• **TASK INSTRUCTIONS**
Print each line exactly as it is given.

TASK MATERIAL start

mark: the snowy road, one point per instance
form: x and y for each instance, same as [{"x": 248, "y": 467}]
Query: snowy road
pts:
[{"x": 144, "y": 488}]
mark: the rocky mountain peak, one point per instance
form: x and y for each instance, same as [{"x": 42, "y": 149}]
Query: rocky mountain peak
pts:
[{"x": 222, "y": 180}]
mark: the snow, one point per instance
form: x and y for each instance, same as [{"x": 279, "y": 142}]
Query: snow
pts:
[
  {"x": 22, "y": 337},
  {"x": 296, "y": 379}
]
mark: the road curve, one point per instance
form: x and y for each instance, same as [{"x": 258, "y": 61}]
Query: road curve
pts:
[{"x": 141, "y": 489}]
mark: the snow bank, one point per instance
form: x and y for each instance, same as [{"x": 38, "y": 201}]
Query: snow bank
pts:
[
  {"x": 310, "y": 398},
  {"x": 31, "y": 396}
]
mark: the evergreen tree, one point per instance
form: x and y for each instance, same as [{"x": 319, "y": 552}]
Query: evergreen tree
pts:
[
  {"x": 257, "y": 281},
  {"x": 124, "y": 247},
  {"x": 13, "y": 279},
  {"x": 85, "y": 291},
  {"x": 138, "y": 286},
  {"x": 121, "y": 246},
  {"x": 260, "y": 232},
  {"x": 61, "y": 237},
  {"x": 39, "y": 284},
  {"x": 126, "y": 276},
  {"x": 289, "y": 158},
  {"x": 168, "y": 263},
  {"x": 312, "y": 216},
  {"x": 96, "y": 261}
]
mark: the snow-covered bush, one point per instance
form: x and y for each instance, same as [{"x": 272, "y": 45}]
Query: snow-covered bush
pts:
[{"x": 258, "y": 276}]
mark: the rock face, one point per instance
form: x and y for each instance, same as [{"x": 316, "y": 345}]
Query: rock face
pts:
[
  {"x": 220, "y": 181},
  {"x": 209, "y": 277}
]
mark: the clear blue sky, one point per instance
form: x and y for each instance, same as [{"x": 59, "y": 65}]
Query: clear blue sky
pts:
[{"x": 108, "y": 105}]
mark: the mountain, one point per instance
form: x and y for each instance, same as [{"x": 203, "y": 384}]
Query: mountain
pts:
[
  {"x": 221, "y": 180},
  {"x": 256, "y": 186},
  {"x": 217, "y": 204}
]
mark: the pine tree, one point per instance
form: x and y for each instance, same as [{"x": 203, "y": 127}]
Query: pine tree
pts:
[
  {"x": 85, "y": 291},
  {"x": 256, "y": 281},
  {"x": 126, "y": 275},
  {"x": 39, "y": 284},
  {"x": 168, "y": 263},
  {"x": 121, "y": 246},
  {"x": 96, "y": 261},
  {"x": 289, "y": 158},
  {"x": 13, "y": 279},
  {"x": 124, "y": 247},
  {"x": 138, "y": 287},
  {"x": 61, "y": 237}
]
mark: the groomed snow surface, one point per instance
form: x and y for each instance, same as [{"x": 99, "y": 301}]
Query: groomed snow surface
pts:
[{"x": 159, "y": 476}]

TASK MATERIAL end

• **ANSWER TO THIS EXERCISE**
mark: the snowy road, one point per instance
form: x and y for each instance, same as [{"x": 248, "y": 467}]
Query: snowy road
pts:
[{"x": 144, "y": 488}]
mark: the rocky mountain peak, one point per instance
form: x and y for each instance, same as [{"x": 42, "y": 149}]
Query: rocky mountain peak
pts:
[{"x": 222, "y": 180}]
mark: the snow, one point per instance
form: x and y for each instance, same as [{"x": 279, "y": 142}]
Query: snow
pts:
[
  {"x": 22, "y": 337},
  {"x": 296, "y": 379}
]
mark: the road curve, one point per instance
form: x and y for each instance, same as [{"x": 258, "y": 61}]
Query: road curve
pts:
[{"x": 141, "y": 489}]
mark: the snow bank, one point per instance
form: x and y for each instance, same as [{"x": 38, "y": 201}]
Query: snow bank
pts:
[
  {"x": 310, "y": 398},
  {"x": 31, "y": 396}
]
mark: the evergreen tree, one point per instance
form: x and y for each instance, same as [{"x": 319, "y": 552}]
Query: evergreen tree
pts:
[
  {"x": 257, "y": 281},
  {"x": 124, "y": 247},
  {"x": 13, "y": 279},
  {"x": 85, "y": 291},
  {"x": 138, "y": 286},
  {"x": 121, "y": 246},
  {"x": 260, "y": 232},
  {"x": 61, "y": 237},
  {"x": 39, "y": 284},
  {"x": 126, "y": 276},
  {"x": 289, "y": 158},
  {"x": 168, "y": 263},
  {"x": 312, "y": 216},
  {"x": 96, "y": 261}
]
mark: the snow-covered bush, one point per instance
form: x and y for each instance, same as [{"x": 272, "y": 45}]
Query: snow-covered bush
pts:
[{"x": 258, "y": 276}]
mark: the rock face, one point per instance
form: x and y for each instance, same as [{"x": 316, "y": 345}]
Query: rock face
pts:
[
  {"x": 220, "y": 181},
  {"x": 209, "y": 277}
]
mark: the clear blue sky, one point per instance
form: x and y for each instance, same as [{"x": 59, "y": 65}]
Query: clear blue sky
pts:
[{"x": 108, "y": 105}]
mark: the mountain, one point per instance
form: x and y for each instance, same as [{"x": 203, "y": 384}]
Query: mountain
pts:
[
  {"x": 221, "y": 180},
  {"x": 256, "y": 186},
  {"x": 217, "y": 204}
]
mark: the pine tree, one point per instance
form: x and y for each instance, same as [{"x": 203, "y": 127}]
Query: pine tree
pts:
[
  {"x": 85, "y": 291},
  {"x": 256, "y": 281},
  {"x": 126, "y": 275},
  {"x": 39, "y": 284},
  {"x": 168, "y": 263},
  {"x": 121, "y": 246},
  {"x": 96, "y": 261},
  {"x": 289, "y": 158},
  {"x": 13, "y": 279},
  {"x": 124, "y": 247},
  {"x": 138, "y": 287},
  {"x": 61, "y": 237}
]
mark: the groomed snow surface, one point per instance
form: x and y for each instance, same as [{"x": 99, "y": 301}]
Query: groomed snow surface
pts:
[{"x": 159, "y": 476}]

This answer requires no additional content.